Starting at the line containing "Reviewer note: confirm one keypoint per instance of the hair" and ending at the last line of the data, write out every line again, requests included, with each pin coordinate scaled by 1.75 and rounded to a whole number, halves rounded up. Leave the numbers in the requests and their sample formats unchanged.

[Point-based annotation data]

= = = = = = =

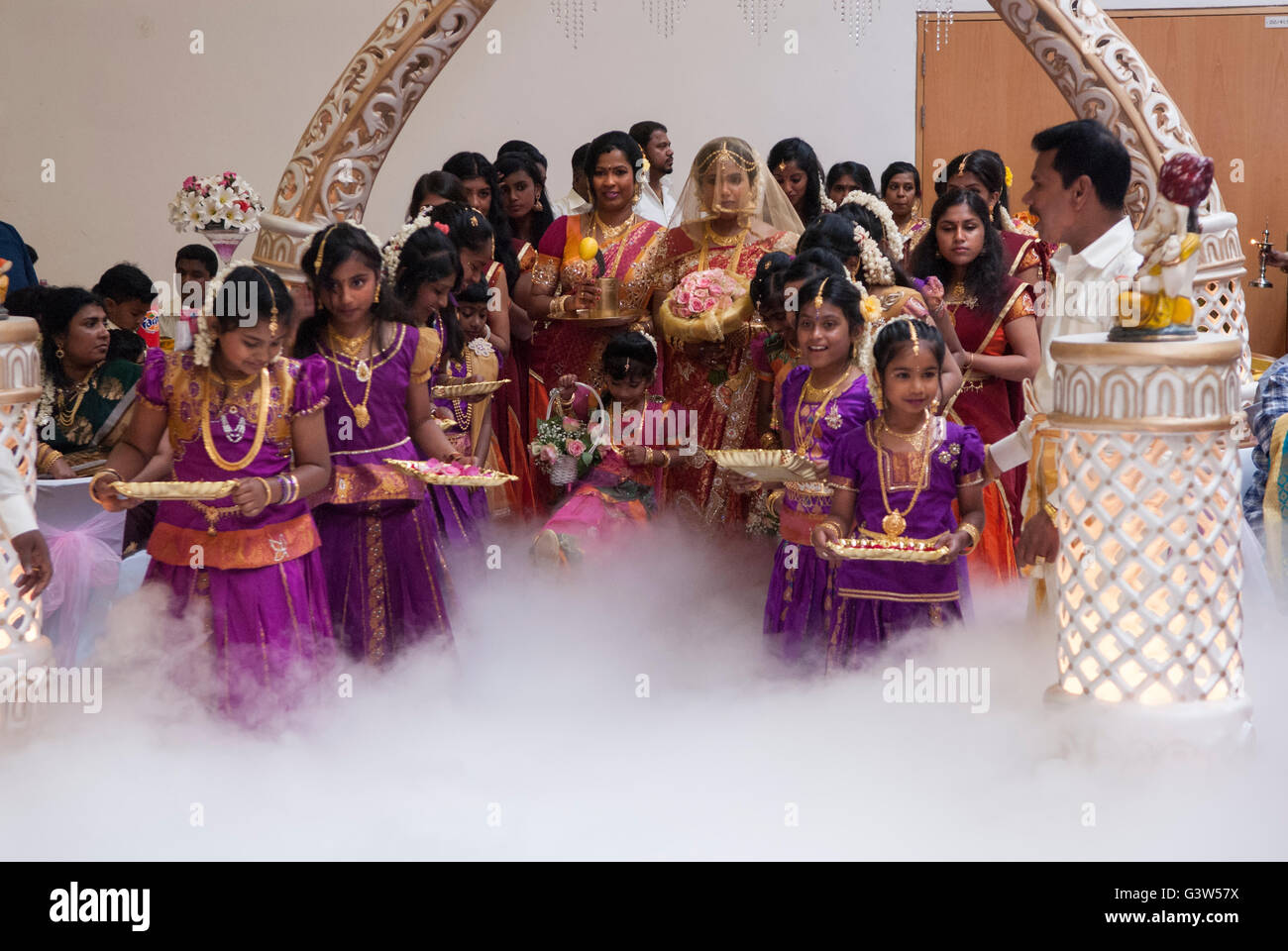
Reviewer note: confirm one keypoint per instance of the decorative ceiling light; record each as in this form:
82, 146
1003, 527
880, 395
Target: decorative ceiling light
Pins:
664, 14
572, 16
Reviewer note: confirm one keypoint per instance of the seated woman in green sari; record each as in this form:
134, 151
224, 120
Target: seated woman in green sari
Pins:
88, 401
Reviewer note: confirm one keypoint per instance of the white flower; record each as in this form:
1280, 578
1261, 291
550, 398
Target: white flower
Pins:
197, 214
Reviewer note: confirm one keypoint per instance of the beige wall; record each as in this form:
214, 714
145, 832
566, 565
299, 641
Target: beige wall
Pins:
111, 93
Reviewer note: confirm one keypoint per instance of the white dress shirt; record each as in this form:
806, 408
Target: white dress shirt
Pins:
16, 514
648, 205
571, 204
1083, 300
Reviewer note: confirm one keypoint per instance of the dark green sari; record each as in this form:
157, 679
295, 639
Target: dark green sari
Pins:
101, 419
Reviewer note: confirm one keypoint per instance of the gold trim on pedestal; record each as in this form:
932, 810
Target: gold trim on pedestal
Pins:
1202, 352
1145, 424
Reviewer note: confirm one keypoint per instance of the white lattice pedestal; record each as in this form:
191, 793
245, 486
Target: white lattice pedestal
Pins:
1149, 571
22, 647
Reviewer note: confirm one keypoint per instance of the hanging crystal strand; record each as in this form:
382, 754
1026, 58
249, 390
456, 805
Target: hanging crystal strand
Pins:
571, 14
664, 14
857, 14
758, 13
943, 9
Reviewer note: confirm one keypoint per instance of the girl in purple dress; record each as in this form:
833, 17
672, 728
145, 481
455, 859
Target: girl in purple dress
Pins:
424, 266
820, 402
385, 574
237, 410
898, 476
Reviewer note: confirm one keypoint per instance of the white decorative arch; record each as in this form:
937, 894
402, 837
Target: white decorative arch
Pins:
1094, 65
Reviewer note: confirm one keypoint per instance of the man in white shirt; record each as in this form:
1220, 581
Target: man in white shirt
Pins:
656, 201
578, 200
1080, 184
18, 523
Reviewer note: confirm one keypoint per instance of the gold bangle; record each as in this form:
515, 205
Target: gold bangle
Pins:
835, 523
97, 476
268, 491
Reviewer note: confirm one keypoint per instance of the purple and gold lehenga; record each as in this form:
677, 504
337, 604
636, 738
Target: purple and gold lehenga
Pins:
262, 577
881, 598
800, 604
385, 575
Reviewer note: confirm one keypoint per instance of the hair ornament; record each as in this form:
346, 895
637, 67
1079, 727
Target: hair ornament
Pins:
889, 230
317, 262
271, 294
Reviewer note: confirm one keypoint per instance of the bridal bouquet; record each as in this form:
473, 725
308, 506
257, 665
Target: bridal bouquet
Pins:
220, 201
706, 305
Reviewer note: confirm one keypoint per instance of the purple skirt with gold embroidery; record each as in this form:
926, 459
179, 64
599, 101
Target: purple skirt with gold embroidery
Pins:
862, 625
385, 577
800, 606
269, 630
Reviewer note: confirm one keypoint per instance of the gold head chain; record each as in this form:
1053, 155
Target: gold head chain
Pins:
317, 262
271, 294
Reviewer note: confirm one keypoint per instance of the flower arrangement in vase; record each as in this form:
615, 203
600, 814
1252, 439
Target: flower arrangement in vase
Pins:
224, 209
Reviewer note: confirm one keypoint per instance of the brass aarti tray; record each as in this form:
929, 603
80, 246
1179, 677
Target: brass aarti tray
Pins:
767, 466
430, 475
884, 549
590, 318
174, 491
458, 390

= = = = = = =

• THE REPLY
Reviewer note: confirm one keypoint per instance of the hair ornament; record each as in this form:
346, 895
637, 67
1079, 727
Target: hair ornament
Pins:
1556, 403
555, 459
474, 515
Reviewer note: confirm one keypoint per instance of the bridal bouquet; record each as in this form:
473, 725
308, 506
257, 665
Target: bridal bouquet
Pins:
385, 352
1236, 534
Reviewer note: confirm one keypoint per instance of the purple skirt with gold embroidery; record each as in this form:
926, 459
179, 64
599, 101
Target: purple skirt with gold embroidery
Pins:
1509, 1094
674, 1010
1400, 1061
471, 1103
Reviewer note: confirm one keypoint per instance of the gold head chain; record each as in this form:
1053, 155
Target: gold head chain
Pins:
555, 459
474, 515
Reviewer note: confirm one keypoint per instance of the flower arrangement in vase; record each as in this form:
615, 203
600, 814
1252, 439
Target: flower arrangement in vase
Pins:
392, 366
Reviewer note: confirm one keypoint per instance of the brass aarti tray; record each as in this form:
929, 603
80, 246
1179, 677
Target: brass aarti tray
Pins:
1342, 816
753, 831
1547, 961
1033, 557
305, 859
802, 683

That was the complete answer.